[Directive]: How many lines of the material below contain the string "wood"? Reply with the number alone.

[Record excerpts]:
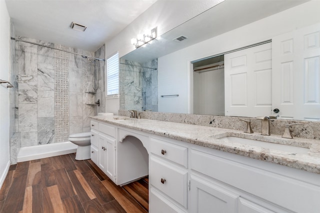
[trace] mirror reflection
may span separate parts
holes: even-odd
[[[318,4],[268,1],[225,1],[122,57],[120,63],[130,65],[120,66],[120,109],[320,120]],[[242,9],[236,12],[234,3]],[[174,41],[182,35],[186,39]],[[224,53],[266,41],[270,48],[246,56],[263,56],[254,66],[264,67],[251,73],[234,68],[226,75]],[[312,54],[294,61],[308,48]],[[248,62],[231,55],[228,64]],[[162,97],[174,94],[178,96]],[[252,108],[244,110],[250,101]]]

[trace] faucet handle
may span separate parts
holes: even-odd
[[[290,132],[290,128],[293,125],[302,125],[302,124],[300,124],[300,123],[297,123],[296,124],[286,124],[285,128],[284,128],[284,134],[282,135],[282,137],[284,138],[289,138],[289,139],[294,138],[294,137],[292,137],[292,135],[291,134],[291,132]]]
[[[244,121],[246,123],[246,130],[244,132],[246,133],[253,133],[254,131],[251,128],[251,121],[246,121],[246,120],[240,119],[240,121]]]

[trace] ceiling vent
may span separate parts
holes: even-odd
[[[82,32],[86,30],[86,26],[74,23],[74,22],[71,23],[70,27],[74,30],[80,31]]]
[[[184,35],[182,35],[178,37],[178,38],[174,38],[174,40],[176,42],[180,42],[184,40],[186,40],[188,38]]]

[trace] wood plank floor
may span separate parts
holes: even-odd
[[[116,185],[90,160],[74,153],[10,167],[0,213],[148,213],[148,177]]]

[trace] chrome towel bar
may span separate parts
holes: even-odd
[[[0,84],[7,84],[6,88],[13,87],[14,87],[14,85],[11,84],[11,83],[10,83],[10,82],[8,82],[8,81],[5,81],[4,80],[0,79]]]
[[[160,96],[161,96],[162,98],[163,98],[164,97],[172,97],[172,96],[178,96],[179,94],[177,94],[176,95],[160,95]]]

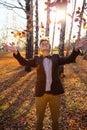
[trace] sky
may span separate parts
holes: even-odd
[[[15,5],[18,5],[16,0],[0,0],[1,1],[6,1],[8,3],[12,3]],[[24,0],[21,0],[24,2]],[[54,0],[51,0],[51,2],[53,2]],[[73,1],[73,0],[71,0]],[[78,0],[77,2],[77,7],[81,6],[83,0]],[[73,3],[72,3],[73,4]],[[68,5],[68,12],[72,13],[72,4]],[[39,22],[43,22],[44,25],[46,26],[46,11],[44,11],[44,8],[46,6],[44,5],[44,0],[39,0],[39,18],[40,21]],[[52,23],[50,24],[50,41],[52,43],[52,38],[53,38],[53,26],[54,26],[54,19],[55,19],[55,14],[51,13],[51,21]],[[67,33],[69,33],[69,27],[70,27],[70,18],[67,18]],[[58,45],[58,39],[59,39],[59,30],[58,30],[58,26],[56,24],[56,33],[55,33],[55,45]],[[19,10],[19,9],[14,9],[14,10],[8,10],[7,8],[5,8],[4,6],[0,5],[0,38],[2,37],[2,33],[4,32],[5,34],[8,33],[8,35],[10,36],[10,41],[13,40],[12,34],[9,33],[9,31],[6,31],[6,28],[12,28],[12,29],[19,29],[19,30],[23,30],[26,28],[26,15],[25,12],[23,10]],[[12,30],[11,30],[12,31]],[[85,30],[82,31],[83,34],[85,34]],[[77,24],[74,24],[74,29],[73,29],[73,35],[77,33]],[[12,37],[12,39],[11,39]],[[66,40],[68,39],[68,35],[66,35]],[[9,42],[9,40],[8,40]]]

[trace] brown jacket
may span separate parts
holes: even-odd
[[[53,95],[59,95],[64,93],[63,85],[58,77],[58,68],[60,65],[65,65],[75,62],[76,57],[79,55],[79,51],[74,51],[68,57],[59,57],[58,54],[51,56],[52,59],[52,84],[51,84],[51,93]],[[46,86],[46,76],[43,67],[43,56],[36,56],[32,59],[26,60],[18,52],[17,55],[13,56],[18,60],[21,65],[37,67],[37,80],[35,88],[35,96],[40,97],[45,93]]]

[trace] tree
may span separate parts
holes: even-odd
[[[59,10],[63,10],[66,14],[67,9],[67,0],[57,0],[59,4]],[[66,17],[60,21],[61,30],[60,30],[60,44],[59,44],[59,55],[64,56],[64,41],[65,41],[65,27],[66,27]],[[64,66],[60,66],[58,74],[60,77],[64,76]]]
[[[32,43],[32,37],[33,37],[33,14],[32,14],[32,0],[25,0],[25,6],[22,4],[20,0],[17,0],[18,4],[20,6],[16,6],[14,4],[10,4],[8,2],[0,2],[0,4],[3,4],[5,7],[8,7],[9,9],[22,9],[26,13],[26,59],[29,59],[33,55],[33,43]],[[19,35],[21,33],[19,32]],[[18,35],[18,34],[17,34]],[[25,67],[26,71],[31,71],[30,67]]]
[[[32,0],[26,0],[26,18],[27,18],[27,34],[26,34],[26,59],[32,57],[33,43],[32,43]],[[25,67],[26,71],[31,71],[30,67]]]
[[[38,0],[36,0],[36,39],[35,39],[35,55],[38,55]]]

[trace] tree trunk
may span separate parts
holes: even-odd
[[[38,0],[36,0],[36,40],[35,40],[35,55],[38,55]]]
[[[50,2],[50,0],[48,0],[48,2]],[[46,37],[49,37],[49,23],[48,23],[49,20],[50,20],[50,8],[49,8],[49,5],[48,5],[48,7],[47,7],[46,32],[45,32]]]
[[[77,38],[78,40],[80,39],[80,36],[81,36],[82,17],[83,17],[85,3],[86,3],[86,0],[83,0],[82,10],[80,14],[80,21],[79,21],[79,31],[78,31],[78,38]]]
[[[26,59],[29,59],[33,55],[32,44],[32,18],[31,18],[31,1],[26,0],[26,17],[27,17],[27,34],[26,34]],[[31,71],[30,67],[25,67],[25,71]]]
[[[75,2],[74,2],[74,9],[73,9],[73,13],[72,13],[72,21],[71,21],[71,27],[70,27],[69,42],[68,42],[68,46],[67,46],[67,51],[70,48],[71,35],[72,35],[72,29],[73,29],[73,20],[74,20],[74,14],[75,14],[75,9],[76,9],[76,2],[77,1],[75,0]]]
[[[60,0],[60,7],[59,9],[63,9],[66,14],[66,8],[67,8],[67,1]],[[66,27],[66,17],[61,20],[61,30],[60,30],[60,44],[59,44],[59,55],[60,57],[64,56],[64,40],[65,40],[65,27]],[[60,66],[58,74],[60,77],[64,77],[64,66]]]

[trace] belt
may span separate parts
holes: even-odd
[[[46,94],[51,94],[51,91],[45,91]]]

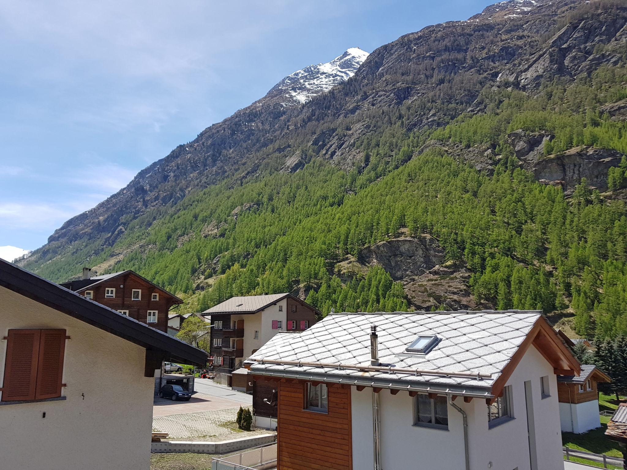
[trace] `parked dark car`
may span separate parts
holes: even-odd
[[[192,397],[192,394],[181,385],[166,385],[161,387],[159,396],[162,398],[171,398],[175,402],[177,400],[187,401]]]

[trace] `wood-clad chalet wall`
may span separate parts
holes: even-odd
[[[115,297],[111,298],[105,296],[107,288],[115,290]],[[132,300],[134,289],[141,290],[140,300]],[[114,310],[128,310],[129,316],[130,318],[167,333],[167,314],[172,306],[175,305],[175,301],[164,291],[144,282],[140,278],[134,276],[132,273],[113,278],[93,288],[89,288],[85,290],[93,291],[92,298],[98,303],[106,305]],[[80,293],[85,295],[85,290],[81,291]],[[153,293],[159,294],[159,300],[152,300]],[[156,310],[158,312],[157,323],[148,323],[149,310]]]
[[[352,470],[350,387],[329,384],[329,413],[317,413],[303,409],[305,383],[277,383],[278,470]]]
[[[596,380],[592,379],[590,382],[592,390],[579,392],[578,384],[565,384],[558,382],[557,400],[561,403],[584,403],[596,400],[599,396],[596,391]],[[568,394],[569,390],[571,392],[570,397]]]

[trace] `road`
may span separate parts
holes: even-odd
[[[215,384],[210,379],[195,379],[194,380],[194,390],[205,395],[228,399],[244,405],[253,404],[252,395],[236,392],[226,385]]]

[Result of the task]: 2